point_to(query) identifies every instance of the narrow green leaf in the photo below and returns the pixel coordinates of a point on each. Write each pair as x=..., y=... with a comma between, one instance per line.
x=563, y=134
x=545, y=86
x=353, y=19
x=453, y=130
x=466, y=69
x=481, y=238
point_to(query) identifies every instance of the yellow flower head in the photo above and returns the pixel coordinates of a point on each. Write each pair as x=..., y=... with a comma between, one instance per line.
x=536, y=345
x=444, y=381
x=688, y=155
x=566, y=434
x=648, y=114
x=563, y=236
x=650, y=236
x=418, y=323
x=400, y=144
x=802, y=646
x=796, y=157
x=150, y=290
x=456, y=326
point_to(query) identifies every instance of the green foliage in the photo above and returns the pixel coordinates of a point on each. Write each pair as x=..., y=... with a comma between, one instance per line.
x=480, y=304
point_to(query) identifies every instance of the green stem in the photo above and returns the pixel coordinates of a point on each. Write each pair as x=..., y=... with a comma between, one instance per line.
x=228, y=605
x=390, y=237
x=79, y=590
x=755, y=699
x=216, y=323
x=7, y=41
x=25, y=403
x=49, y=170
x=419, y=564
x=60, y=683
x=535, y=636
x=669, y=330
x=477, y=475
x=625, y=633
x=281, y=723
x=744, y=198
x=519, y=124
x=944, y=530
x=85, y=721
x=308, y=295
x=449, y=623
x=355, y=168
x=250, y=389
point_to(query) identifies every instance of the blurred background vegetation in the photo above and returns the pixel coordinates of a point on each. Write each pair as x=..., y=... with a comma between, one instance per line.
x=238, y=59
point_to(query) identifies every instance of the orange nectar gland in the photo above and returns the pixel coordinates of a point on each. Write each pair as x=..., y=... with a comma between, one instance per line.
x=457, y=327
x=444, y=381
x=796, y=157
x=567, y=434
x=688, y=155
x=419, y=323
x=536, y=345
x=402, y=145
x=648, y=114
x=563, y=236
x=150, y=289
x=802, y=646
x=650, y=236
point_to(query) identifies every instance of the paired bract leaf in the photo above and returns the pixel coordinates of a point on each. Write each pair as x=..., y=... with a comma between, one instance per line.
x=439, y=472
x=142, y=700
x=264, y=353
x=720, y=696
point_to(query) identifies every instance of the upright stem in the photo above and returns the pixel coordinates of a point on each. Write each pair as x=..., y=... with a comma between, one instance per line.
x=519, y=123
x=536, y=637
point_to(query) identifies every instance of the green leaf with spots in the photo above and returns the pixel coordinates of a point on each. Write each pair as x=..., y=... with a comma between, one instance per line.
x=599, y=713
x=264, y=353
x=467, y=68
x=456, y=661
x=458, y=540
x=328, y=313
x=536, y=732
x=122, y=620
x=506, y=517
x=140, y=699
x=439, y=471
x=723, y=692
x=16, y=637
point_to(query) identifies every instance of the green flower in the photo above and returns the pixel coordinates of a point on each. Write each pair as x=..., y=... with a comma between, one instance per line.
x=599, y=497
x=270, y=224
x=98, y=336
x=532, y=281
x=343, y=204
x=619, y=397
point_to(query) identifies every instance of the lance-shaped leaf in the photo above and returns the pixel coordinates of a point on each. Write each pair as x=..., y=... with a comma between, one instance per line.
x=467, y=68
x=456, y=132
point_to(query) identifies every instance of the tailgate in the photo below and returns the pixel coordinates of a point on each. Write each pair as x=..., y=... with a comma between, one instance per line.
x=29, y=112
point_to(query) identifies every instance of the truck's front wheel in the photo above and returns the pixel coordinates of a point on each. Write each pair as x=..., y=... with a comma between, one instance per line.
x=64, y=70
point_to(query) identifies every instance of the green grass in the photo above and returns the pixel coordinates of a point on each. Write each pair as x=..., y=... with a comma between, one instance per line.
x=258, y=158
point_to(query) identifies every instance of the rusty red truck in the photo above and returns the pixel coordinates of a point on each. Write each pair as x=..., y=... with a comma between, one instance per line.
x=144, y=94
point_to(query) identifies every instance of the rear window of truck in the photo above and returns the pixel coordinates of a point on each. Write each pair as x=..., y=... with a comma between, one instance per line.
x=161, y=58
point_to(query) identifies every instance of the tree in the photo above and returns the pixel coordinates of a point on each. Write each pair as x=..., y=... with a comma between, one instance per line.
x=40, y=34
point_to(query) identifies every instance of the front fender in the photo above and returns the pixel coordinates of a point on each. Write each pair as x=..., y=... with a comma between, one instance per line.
#####
Work to complete:
Go through the data above and transcribe every entry exactly.

Solution for this task:
point_to(query) identifies every instance of the narrow green leaf in the photo below and returns the pixel coordinates of a point on each. Write each pair as x=..., y=... with a comma between, one instance per line.
x=563, y=134
x=545, y=86
x=353, y=19
x=453, y=130
x=466, y=69
x=481, y=238
point_to(query) identifies every instance of the yellow flower head in the photo above and returns the pixel coordinates of a point on each. Write each pair as x=..., y=... with a comma between, one instance per line.
x=536, y=345
x=444, y=381
x=688, y=155
x=566, y=434
x=648, y=114
x=563, y=236
x=650, y=236
x=418, y=323
x=400, y=144
x=802, y=646
x=796, y=157
x=150, y=290
x=456, y=326
point_to(query) identifies every instance of the green foliage in the photo above and returns the pixel coordinates of a point on each. Write each pair as x=..., y=... with a comma between, one instance per line.
x=480, y=304
point_to(query) identifies every instance of the green stem in the photo above and returns the pixel coordinates of a point on each. Write each pair as x=..., y=... with a comma between, one instance per line.
x=228, y=605
x=390, y=237
x=79, y=590
x=755, y=699
x=216, y=323
x=7, y=41
x=25, y=403
x=49, y=170
x=419, y=564
x=60, y=683
x=535, y=636
x=669, y=330
x=477, y=475
x=625, y=633
x=281, y=723
x=744, y=198
x=519, y=124
x=944, y=530
x=85, y=721
x=308, y=295
x=449, y=623
x=355, y=168
x=250, y=389
point_to(query) identifies every instance of the blurred background vegetation in the photo above and returns the pixel coordinates of a point on each. Write each pair as x=..., y=... with a comma between, one instance per line.
x=238, y=59
point_to(query) identifies every instance of the orange nectar gland in the photo above and returns the pixel coordinates of a point on each. Write each pair as x=..., y=... with a comma between, one instance per line.
x=457, y=327
x=444, y=381
x=796, y=157
x=567, y=434
x=688, y=155
x=419, y=323
x=536, y=345
x=402, y=145
x=648, y=114
x=563, y=236
x=150, y=289
x=802, y=646
x=650, y=236
point_to(query) identifies every instance of the paired bract leaf in the photo above and returns the pixel coordinates of a point on each. Write each pair as x=..., y=... with a comma between, one instance per line.
x=439, y=472
x=142, y=700
x=264, y=353
x=720, y=696
point_to(query) identifies every instance of the upright stem in the photo above and returns the pixel coordinates of a point on each. Write each pair as x=..., y=... with a comma between, one instance per line.
x=519, y=123
x=536, y=637
point_to(query) identifies every instance of the green leaf with spots in the photo above and returns the pixel coordinates of a point on each. Write each pair as x=..., y=... with a comma between, one instance per line.
x=599, y=713
x=264, y=353
x=467, y=68
x=456, y=661
x=458, y=540
x=328, y=313
x=536, y=732
x=122, y=620
x=506, y=517
x=140, y=699
x=439, y=471
x=723, y=692
x=16, y=637
point_to(query) identifies every instance of the green flower in the photo above and returns the pixel coordinates of a point on each. Write each pair as x=..., y=... with a comma between, one instance per line.
x=599, y=497
x=270, y=224
x=98, y=336
x=532, y=281
x=343, y=204
x=619, y=397
point_to(query) identifies every instance of the lance-shaped leaf in the photo above and returns the pixel coordinates of a point on each. Write each pair as x=..., y=... with a comma between, one instance per line.
x=467, y=68
x=456, y=132
point_to(query) identifies every instance of the tailgate in the photo below and returns the pixel coordinates of a point on each. Write each pair as x=..., y=... with a comma between, one instance per line.
x=29, y=112
point_to(query) identifies every instance of the truck's front wheel in the photo above and returns the pixel coordinates of a point on each. Write each pair as x=..., y=... with a comma between, one instance per line.
x=64, y=70
point_to(query) identifies every instance of the green grass in the photo above and returns the pixel coordinates of a point on each. Write each pair as x=..., y=... with a comma between, one instance per line.
x=258, y=158
point_to(query) identifies every instance of the rusty red truck in the photo above and returns the pixel coordinates of a point on each. Write each pair as x=..., y=... with a comma between, one instance per line.
x=144, y=94
point_to(query) identifies every instance of the rear window of truck in the photo above and returns the pixel coordinates of a point on each. Write each pair as x=..., y=... with a comma between, one instance per line.
x=161, y=58
point_to(query) identifies every instance of the tree in the photo above and returns the pixel coordinates of a point on each. Write each pair as x=..., y=... with a comma between, one instance per line.
x=40, y=34
point_to(query) identifies every instance of the front fender in the photo above and returns the pixel coordinates of a point on each. Write each pair as x=..., y=... with a comma between, one instance per line.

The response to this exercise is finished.